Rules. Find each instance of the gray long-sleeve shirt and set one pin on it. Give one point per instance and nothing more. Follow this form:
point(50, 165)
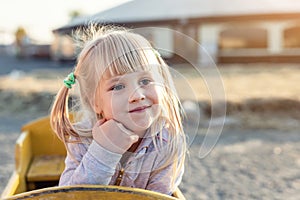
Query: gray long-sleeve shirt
point(90, 163)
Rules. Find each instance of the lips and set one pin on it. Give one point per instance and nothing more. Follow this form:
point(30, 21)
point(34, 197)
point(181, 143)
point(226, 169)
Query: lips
point(139, 109)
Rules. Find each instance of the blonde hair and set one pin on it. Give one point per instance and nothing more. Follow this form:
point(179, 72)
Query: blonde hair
point(120, 51)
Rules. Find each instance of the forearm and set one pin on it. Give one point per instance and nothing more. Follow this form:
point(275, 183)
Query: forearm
point(96, 166)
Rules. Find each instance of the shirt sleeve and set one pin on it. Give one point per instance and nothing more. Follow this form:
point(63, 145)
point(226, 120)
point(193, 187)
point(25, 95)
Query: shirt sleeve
point(88, 165)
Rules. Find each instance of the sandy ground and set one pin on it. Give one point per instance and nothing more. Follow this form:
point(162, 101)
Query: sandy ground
point(257, 155)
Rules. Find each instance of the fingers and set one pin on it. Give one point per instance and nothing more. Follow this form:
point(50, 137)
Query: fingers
point(100, 122)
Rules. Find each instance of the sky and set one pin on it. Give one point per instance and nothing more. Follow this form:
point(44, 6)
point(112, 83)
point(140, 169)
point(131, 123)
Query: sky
point(40, 17)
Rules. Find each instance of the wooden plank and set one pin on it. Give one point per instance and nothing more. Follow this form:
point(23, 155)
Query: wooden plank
point(93, 192)
point(46, 168)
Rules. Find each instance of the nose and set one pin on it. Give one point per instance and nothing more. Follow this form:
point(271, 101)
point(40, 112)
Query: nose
point(137, 95)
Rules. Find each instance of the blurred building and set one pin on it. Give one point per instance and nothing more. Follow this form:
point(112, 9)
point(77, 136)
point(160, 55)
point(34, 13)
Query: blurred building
point(228, 30)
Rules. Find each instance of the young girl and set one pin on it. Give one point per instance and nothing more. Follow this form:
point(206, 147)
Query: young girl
point(127, 126)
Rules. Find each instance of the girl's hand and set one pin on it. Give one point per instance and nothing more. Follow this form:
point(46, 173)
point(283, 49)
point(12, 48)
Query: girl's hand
point(113, 136)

================

◆ Work to complete ◆
A verbatim copy of the records is needed, with all images omitted.

◆ Solution ◆
Rules. Find each instance of the gray long-sleeve shirt and set one pin on it. Give one point per instance and nothing more. Follow this form:
point(50, 165)
Query: gray long-sleeve shirt
point(90, 163)
Rules. Find each instance of the lips and set one pin on it. Give one point per instance and nothing more. Follow this form:
point(30, 21)
point(34, 197)
point(181, 143)
point(226, 169)
Query: lips
point(139, 109)
Rules. Find each instance of the blonde hair and set one pin on it. Give one point per instance and nothing more. Follow this form:
point(179, 72)
Query: blonde hair
point(120, 51)
Rules. Find each instance of the forearm and set one pin on it. Give one point per instance and nothing more. Follow this form:
point(275, 183)
Query: forearm
point(96, 166)
Rules. Find each instance of the shirt sleeve and set one pin on it. Give one point per instance and nothing more. Follow this form:
point(63, 145)
point(226, 120)
point(193, 187)
point(25, 95)
Query: shirt sleeve
point(88, 165)
Rules. Find each instance of the sandy ground and set one pin on it. Give one point per instance and nothing more. Follow this form:
point(162, 101)
Query: sandy ground
point(257, 155)
Rules. Find each instance of the fingers and set one pin on it. Give one point per instance and nothing more. Follow this form:
point(50, 137)
Query: fingers
point(100, 122)
Rules. Find each instance of the sky and set one pin on it. Give one point per instance and nothing more. Follow this form:
point(44, 6)
point(112, 83)
point(140, 169)
point(131, 123)
Query: sky
point(40, 17)
Rules. Find each instance of the wooden plank and set one pin on it. Give one point per instance and nothing more. Follow this form:
point(23, 155)
Query: wooden plank
point(93, 192)
point(46, 168)
Rules. Find each instance of the nose and set one pin on it. Give one point per instance and nothing more. Follow this form:
point(271, 101)
point(40, 112)
Query: nose
point(137, 95)
Rules. Find each instance of the blurred building and set one pin on it. Give one point per instance and nothing more. Follow this form:
point(112, 9)
point(77, 136)
point(160, 55)
point(34, 13)
Query: blurred building
point(228, 30)
Rules. Find each instance of the young girl and set one pin on it. Give one point per instance and nothing more. Follow this form:
point(206, 147)
Query: young girl
point(127, 126)
Rules. Find each instance of the girl's hand and set one pin on it. Give one point per instance and nothing more. Follow this form:
point(46, 173)
point(283, 49)
point(12, 48)
Query: girl's hand
point(113, 136)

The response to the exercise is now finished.